### GIVEN INFORMATION
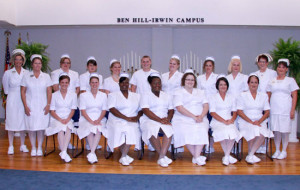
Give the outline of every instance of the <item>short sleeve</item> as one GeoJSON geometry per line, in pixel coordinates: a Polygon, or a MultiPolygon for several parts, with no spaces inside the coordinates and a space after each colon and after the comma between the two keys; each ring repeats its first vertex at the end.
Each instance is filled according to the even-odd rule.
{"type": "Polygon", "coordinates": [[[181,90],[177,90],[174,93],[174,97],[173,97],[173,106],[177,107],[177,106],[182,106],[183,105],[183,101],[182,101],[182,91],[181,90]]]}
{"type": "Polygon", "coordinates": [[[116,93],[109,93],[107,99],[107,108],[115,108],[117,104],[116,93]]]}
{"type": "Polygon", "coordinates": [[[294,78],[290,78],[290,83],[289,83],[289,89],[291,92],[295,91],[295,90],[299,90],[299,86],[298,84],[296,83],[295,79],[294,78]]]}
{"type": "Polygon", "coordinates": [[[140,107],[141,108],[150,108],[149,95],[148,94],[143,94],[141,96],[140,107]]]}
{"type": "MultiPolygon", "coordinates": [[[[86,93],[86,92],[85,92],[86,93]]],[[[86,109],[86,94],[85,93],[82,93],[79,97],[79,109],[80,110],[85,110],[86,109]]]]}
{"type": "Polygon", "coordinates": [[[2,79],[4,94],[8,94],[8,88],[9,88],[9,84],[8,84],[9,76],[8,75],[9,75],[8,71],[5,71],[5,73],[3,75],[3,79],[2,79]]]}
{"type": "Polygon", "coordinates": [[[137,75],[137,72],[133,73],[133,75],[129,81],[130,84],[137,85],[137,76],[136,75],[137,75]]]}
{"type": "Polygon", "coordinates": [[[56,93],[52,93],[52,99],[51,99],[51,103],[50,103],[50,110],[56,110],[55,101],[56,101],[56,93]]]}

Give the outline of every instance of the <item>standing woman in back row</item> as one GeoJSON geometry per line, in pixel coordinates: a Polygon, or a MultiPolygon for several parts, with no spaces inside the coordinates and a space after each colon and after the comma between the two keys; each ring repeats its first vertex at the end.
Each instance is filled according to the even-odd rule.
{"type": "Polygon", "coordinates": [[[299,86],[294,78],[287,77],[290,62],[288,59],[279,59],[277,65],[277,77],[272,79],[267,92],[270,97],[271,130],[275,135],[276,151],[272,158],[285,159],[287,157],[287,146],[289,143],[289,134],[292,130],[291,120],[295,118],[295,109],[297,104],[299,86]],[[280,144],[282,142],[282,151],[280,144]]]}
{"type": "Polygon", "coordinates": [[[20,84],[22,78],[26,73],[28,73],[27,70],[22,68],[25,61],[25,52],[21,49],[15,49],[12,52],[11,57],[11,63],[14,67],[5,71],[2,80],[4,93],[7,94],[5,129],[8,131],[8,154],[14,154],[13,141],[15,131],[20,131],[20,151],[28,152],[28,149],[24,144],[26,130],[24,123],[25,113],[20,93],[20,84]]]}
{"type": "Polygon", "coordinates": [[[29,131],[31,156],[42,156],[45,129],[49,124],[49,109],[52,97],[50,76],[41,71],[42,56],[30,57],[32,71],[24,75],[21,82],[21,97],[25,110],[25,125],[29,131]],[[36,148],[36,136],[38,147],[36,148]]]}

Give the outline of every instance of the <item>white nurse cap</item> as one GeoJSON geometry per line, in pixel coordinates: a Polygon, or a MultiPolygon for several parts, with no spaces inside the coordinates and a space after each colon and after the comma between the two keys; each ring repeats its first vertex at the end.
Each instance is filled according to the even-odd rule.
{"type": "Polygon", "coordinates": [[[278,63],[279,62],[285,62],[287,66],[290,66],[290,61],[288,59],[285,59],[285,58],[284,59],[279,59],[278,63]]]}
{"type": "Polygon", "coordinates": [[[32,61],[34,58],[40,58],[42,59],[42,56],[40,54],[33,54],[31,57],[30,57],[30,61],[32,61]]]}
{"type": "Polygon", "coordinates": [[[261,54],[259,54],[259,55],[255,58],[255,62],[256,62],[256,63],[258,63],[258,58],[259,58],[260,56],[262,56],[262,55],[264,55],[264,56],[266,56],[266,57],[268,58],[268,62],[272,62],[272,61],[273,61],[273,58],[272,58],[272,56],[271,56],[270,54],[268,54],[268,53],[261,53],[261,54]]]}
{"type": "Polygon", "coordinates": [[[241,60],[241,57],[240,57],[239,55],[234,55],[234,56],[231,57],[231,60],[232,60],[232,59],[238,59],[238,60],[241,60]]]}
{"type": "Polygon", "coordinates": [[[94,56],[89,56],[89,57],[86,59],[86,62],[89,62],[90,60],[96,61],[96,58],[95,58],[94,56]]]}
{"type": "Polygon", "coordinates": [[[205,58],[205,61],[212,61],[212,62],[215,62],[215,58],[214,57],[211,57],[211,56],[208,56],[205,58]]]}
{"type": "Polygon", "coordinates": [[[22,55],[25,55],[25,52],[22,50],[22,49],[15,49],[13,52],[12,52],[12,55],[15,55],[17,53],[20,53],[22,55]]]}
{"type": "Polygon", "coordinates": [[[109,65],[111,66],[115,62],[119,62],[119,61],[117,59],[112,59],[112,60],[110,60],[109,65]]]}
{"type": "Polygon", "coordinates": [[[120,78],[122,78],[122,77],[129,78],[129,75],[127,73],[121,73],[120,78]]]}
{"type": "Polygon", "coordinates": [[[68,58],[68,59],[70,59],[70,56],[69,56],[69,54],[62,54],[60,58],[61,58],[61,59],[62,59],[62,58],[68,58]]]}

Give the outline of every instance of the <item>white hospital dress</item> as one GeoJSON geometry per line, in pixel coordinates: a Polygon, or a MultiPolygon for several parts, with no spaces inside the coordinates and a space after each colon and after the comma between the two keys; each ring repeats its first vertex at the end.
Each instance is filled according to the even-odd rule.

### EXERCISE INSTRUCTIONS
Skip the pictures, then retype every line above exactly.

### TASK OUTPUT
Give the outline of every instance of the <item>short sleeve</item> as one GeoJSON geometry per line, in pixel coordinates: a Polygon, or a MultiPolygon for several parts, with no spaces inside the coordinates and a space after each colon and after the comma between the two keys; each ring repeats its first vertex at the end.
Each instance is filled according to the even-odd rule.
{"type": "Polygon", "coordinates": [[[181,90],[177,90],[174,93],[174,97],[173,97],[173,106],[177,107],[177,106],[182,106],[183,105],[183,101],[182,101],[182,91],[181,90]]]}
{"type": "Polygon", "coordinates": [[[116,93],[109,93],[107,99],[107,108],[115,108],[117,104],[116,93]]]}
{"type": "Polygon", "coordinates": [[[294,78],[290,78],[290,83],[289,83],[289,89],[291,92],[295,91],[295,90],[299,90],[299,86],[298,84],[296,83],[295,79],[294,78]]]}
{"type": "Polygon", "coordinates": [[[140,107],[141,108],[150,108],[149,95],[148,94],[143,94],[141,96],[140,107]]]}
{"type": "MultiPolygon", "coordinates": [[[[86,93],[86,92],[85,92],[86,93]]],[[[86,109],[86,94],[85,93],[82,93],[79,97],[79,109],[80,110],[85,110],[86,109]]]]}
{"type": "Polygon", "coordinates": [[[2,79],[4,94],[8,94],[8,88],[9,88],[9,84],[8,84],[9,76],[8,75],[9,75],[8,71],[5,71],[5,73],[3,75],[3,79],[2,79]]]}
{"type": "Polygon", "coordinates": [[[137,75],[137,72],[133,73],[133,75],[129,81],[130,84],[137,85],[137,76],[136,75],[137,75]]]}
{"type": "Polygon", "coordinates": [[[56,93],[52,93],[52,99],[51,99],[51,103],[50,103],[50,110],[56,110],[55,101],[56,101],[56,93]]]}

Give the outline of every instance of the <item>standing woman in back row</item> as one GeoJSON geometry per line, in pixel coordinates: a Polygon, or a MultiPolygon for several parts, with no spaces inside the coordinates and a space after each colon and after the comma between the two keys; each ring repeats its first vertex at the end.
Each instance is filled according to the even-odd rule.
{"type": "Polygon", "coordinates": [[[299,86],[294,78],[287,77],[290,62],[288,59],[279,59],[277,65],[277,77],[272,79],[267,92],[270,97],[271,130],[275,135],[276,151],[272,158],[285,159],[287,157],[287,146],[289,143],[289,134],[292,130],[291,120],[295,118],[295,109],[297,104],[299,86]],[[280,144],[282,142],[282,151],[280,144]]]}
{"type": "Polygon", "coordinates": [[[20,84],[22,78],[26,73],[28,73],[27,70],[22,68],[25,61],[25,52],[21,49],[15,49],[12,52],[11,57],[11,63],[14,67],[5,71],[2,80],[4,93],[7,94],[5,129],[8,131],[8,154],[14,154],[13,141],[15,131],[20,131],[20,151],[28,152],[28,149],[24,144],[26,130],[24,123],[25,113],[20,93],[20,84]]]}
{"type": "Polygon", "coordinates": [[[29,131],[31,156],[42,156],[45,129],[49,124],[49,109],[52,97],[50,76],[41,71],[42,56],[30,57],[32,71],[24,75],[21,82],[21,97],[25,110],[25,125],[29,131]],[[36,148],[36,136],[38,147],[36,148]]]}

Give the outline of every instance of the <item>white nurse cap</item> as one GeoJSON geometry per line, in pixel coordinates: a Polygon, or a MultiPolygon for several parts, with no spaces inside the coordinates and a space after each colon and after the comma between the two keys; each ring repeats its first vertex at the end.
Each instance is filled according to the even-odd rule.
{"type": "Polygon", "coordinates": [[[278,63],[279,62],[285,62],[287,66],[290,66],[290,61],[288,59],[285,59],[285,58],[284,59],[279,59],[278,63]]]}
{"type": "Polygon", "coordinates": [[[32,61],[34,58],[40,58],[42,59],[42,56],[40,54],[33,54],[31,57],[30,57],[30,61],[32,61]]]}
{"type": "Polygon", "coordinates": [[[261,54],[259,54],[259,55],[255,58],[255,62],[256,62],[256,63],[258,63],[258,58],[259,58],[260,56],[262,56],[262,55],[264,55],[264,56],[266,56],[266,57],[268,58],[268,62],[272,62],[272,61],[273,61],[273,58],[272,58],[272,56],[271,56],[270,54],[268,54],[268,53],[261,53],[261,54]]]}
{"type": "Polygon", "coordinates": [[[241,60],[241,57],[240,57],[239,55],[234,55],[234,56],[231,57],[231,60],[232,60],[232,59],[238,59],[238,60],[241,60]]]}
{"type": "Polygon", "coordinates": [[[94,56],[89,56],[89,57],[86,59],[86,62],[89,62],[90,60],[96,61],[96,58],[95,58],[94,56]]]}
{"type": "Polygon", "coordinates": [[[205,58],[205,61],[212,61],[212,62],[215,62],[215,58],[214,57],[211,57],[211,56],[208,56],[205,58]]]}
{"type": "Polygon", "coordinates": [[[22,55],[25,55],[25,52],[22,50],[22,49],[15,49],[13,52],[12,52],[12,55],[15,55],[17,53],[20,53],[22,55]]]}
{"type": "Polygon", "coordinates": [[[109,65],[111,66],[115,62],[119,62],[119,61],[117,59],[112,59],[112,60],[110,60],[109,65]]]}
{"type": "Polygon", "coordinates": [[[120,78],[122,78],[122,77],[129,78],[129,75],[127,73],[121,73],[120,78]]]}
{"type": "Polygon", "coordinates": [[[68,58],[68,59],[70,59],[70,56],[69,56],[69,54],[62,54],[60,58],[61,58],[61,59],[62,59],[62,58],[68,58]]]}

Give the outline of every instance of the <item>white hospital dress</item> as one GeoJSON geometry per line, in pixel coordinates: a Polygon, or a MultiPolygon for several parts, with no spaces inside the coordinates and a space after each colon and after the comma between the two keys; each ring repeats its first vertex at the end.
Each instance is filled according to the even-odd rule.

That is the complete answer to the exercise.